● THE PROBLEM
In the text on the USAID suspension in Sudan, what share of the soup kitchens in Khartoum has closed in the last week?

● SELECTED EXCERPT

In the most desperate places, like war-ravaged Sudan, the fallout has been immediate. Half the population of 50 million needs food aid, and famine is spreading as Islamist militias and their allies in the military battle a paramilitary accused by Washington of genocide. The USAID suspension has halted national food programs serving millions and shuttered hundreds of community kitchens that operate in areas too dangerous for big agencies to enter.

Yellow peas are piled up to be distributed in Bentiu, South Sudan, in 2021. (Adrienne Surprenant/Item Collective for The Washington Post)

A humanitarian worker in Sudan, who like others in this story spoke on the condition of anonymity to avoid retaliation against their employer, said their organization got a stop-work order for grants covering hundreds of millions of dollars.

“It means that over 8 million people in extreme levels of hunger could die of starvation,” said the aid worker. “What’s next? What do we do?”

In the besieged capital of Khartoum, more than two-thirds of soup kitchens have closed in the last week, said Hajooj Kuka, who handles external communications for Sudan’s civilian-run volunteer Emergency Response Rooms.

“It was a complete blackout overnight,” he said. “People are on the brink of starvation anyway … they cannot last three days or a week without food.” Kuka said most families they serve were living on that one meal a day.

USAID had also provided security funds to the Emergency Response Rooms, cells of pro-democracy demonstrators that have worked to alleviate the suffering of the civil war. More than 60 of their volunteers have been killed since the conflict erupted nearly two years ago, and the young people moving food and medicine across the front lines are often arrested and abused by combatants on both sides, who suspect them of being spies.

One volunteer is being hunted by a militia; another volunteer was recently tortured to try to reveal his whereabouts, according to Kuka. Normally, he said, USAID funding could help him escape; now they are trying to move him between safe houses as the militias advance.

● PROVIDED INFORMATION
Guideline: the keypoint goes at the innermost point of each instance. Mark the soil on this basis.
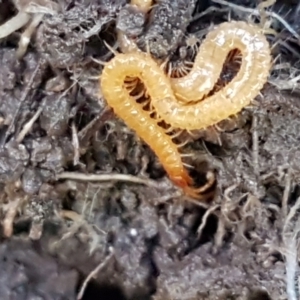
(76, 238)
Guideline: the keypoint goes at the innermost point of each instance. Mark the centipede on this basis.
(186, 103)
---
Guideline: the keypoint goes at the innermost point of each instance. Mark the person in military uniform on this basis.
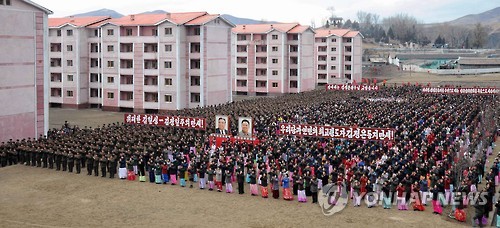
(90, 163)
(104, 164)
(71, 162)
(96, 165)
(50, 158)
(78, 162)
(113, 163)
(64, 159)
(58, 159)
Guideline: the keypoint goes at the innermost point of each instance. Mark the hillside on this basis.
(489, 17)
==
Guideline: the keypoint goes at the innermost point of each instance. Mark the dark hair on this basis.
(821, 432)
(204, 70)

● SOLUTION TO THIS EXERCISE
More than two-thirds